TASK INSTRUCTIONS: Return, word for word, the stretch of the network admission control passage below from "This strategy uses" through "or remote access)".

=== TEXT EXCERPT ===

While most organizations use identity management and authentication,
authorization, and accounting (AAA) to authenticate users and authorize network
privileges, there has been virtually no way to authenticate the security profile of a
user's endpoint device. Without an accurate way to assess the health of a device,
even the most trustworthy user can inadvertently expose everyone else in the
network to significant risks posed by either an infected device or by one that is
not properly protected against infection.
NAC is a set of technologies and solutions built on an industry initiative led by
Cisco Systems. NAC uses the network infrastructure to enforce security policy
compliance on all devices seeking to access network computing resources,
thereby limiting damage from emerging security threats such as viruses, worms,
and spyware. Customers implementing NAC are able to restrict network access
to compliant and trusted endpoint devices (PCs, servers, and PDAs, for example)
and can control the access of noncompliant or unmanaged devices.
NAC is unique because it is designed to be integrated into the network
infrastructure. So why should a policy compliance and verification strategy be
implemented in the network instead of somewhere else?
Virtually every bit of data that an organization is interested in or is concerned
about touches the network.
Virtually any device that an organization is interested in or concerned about is
attached to that same network.
Implementing admission control in the network gives an organization the
ability to deploy the broadest possible security solution covering the largest
number of networked devices.
This strategy uses an organization's existing infrastructure, security, and
management deployments, so it has the smallest IT overhead footprint
possible.
With NAC in place, whenever an endpoint device attempts to make a network
connection, the network access device (LAN, WAN, wireless, or remote access)
automatically requests a security profile of the endpoint device, which is provided
either through an installed client or through assessment tools. This profiled
information is then compared to network security policy, and the level of device
compliance to that policy determines how the network handles the request for
admission. The network can simply permit or deny access, or it can restrict
access by redirecting the device to a network segment that limits exposure to
potential vulnerabilities. It can also quarantine a noncompliant device by
redirecting it to a remediation server, where it may be updated with components
that will bring it into policy compliance.

=== DATA SECTION ===

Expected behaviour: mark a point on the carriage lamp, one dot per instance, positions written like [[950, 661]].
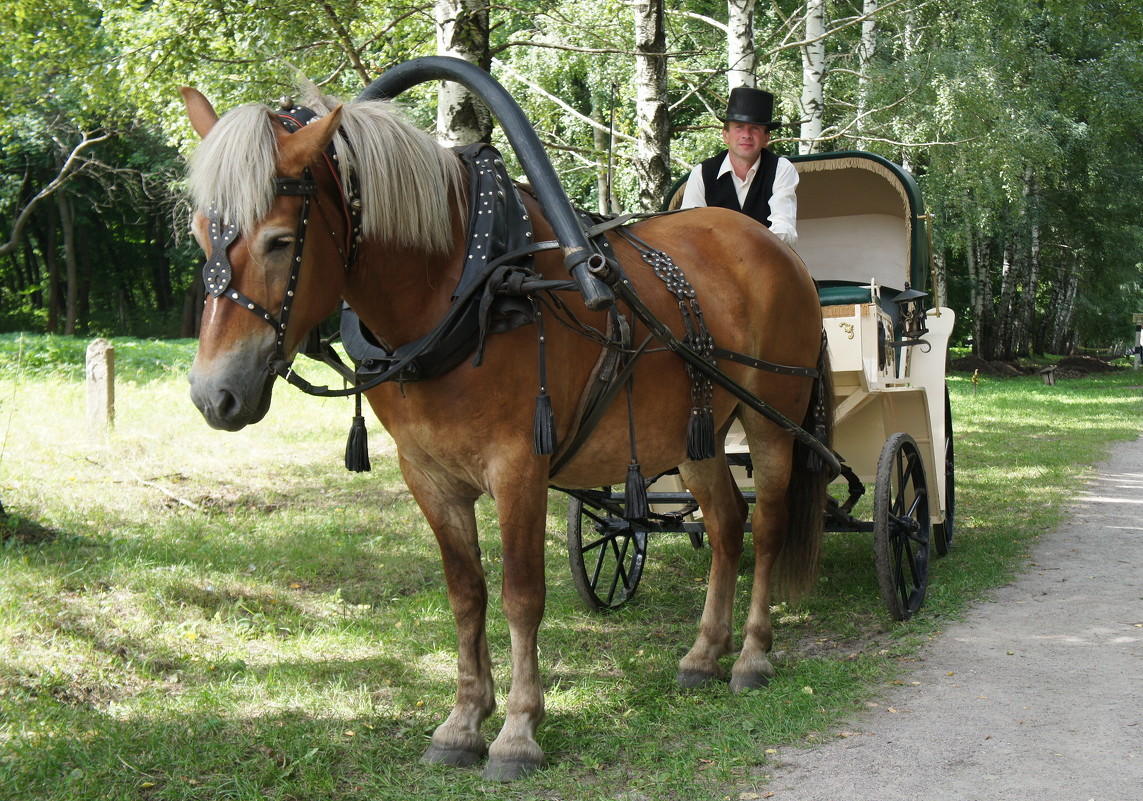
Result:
[[911, 313]]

===

TASK OUTPUT:
This strategy uses an organization's existing infrastructure, security, and
management deployments, so it has the smallest IT overhead footprint
possible.
With NAC in place, whenever an endpoint device attempts to make a network
connection, the network access device (LAN, WAN, wireless, or remote access)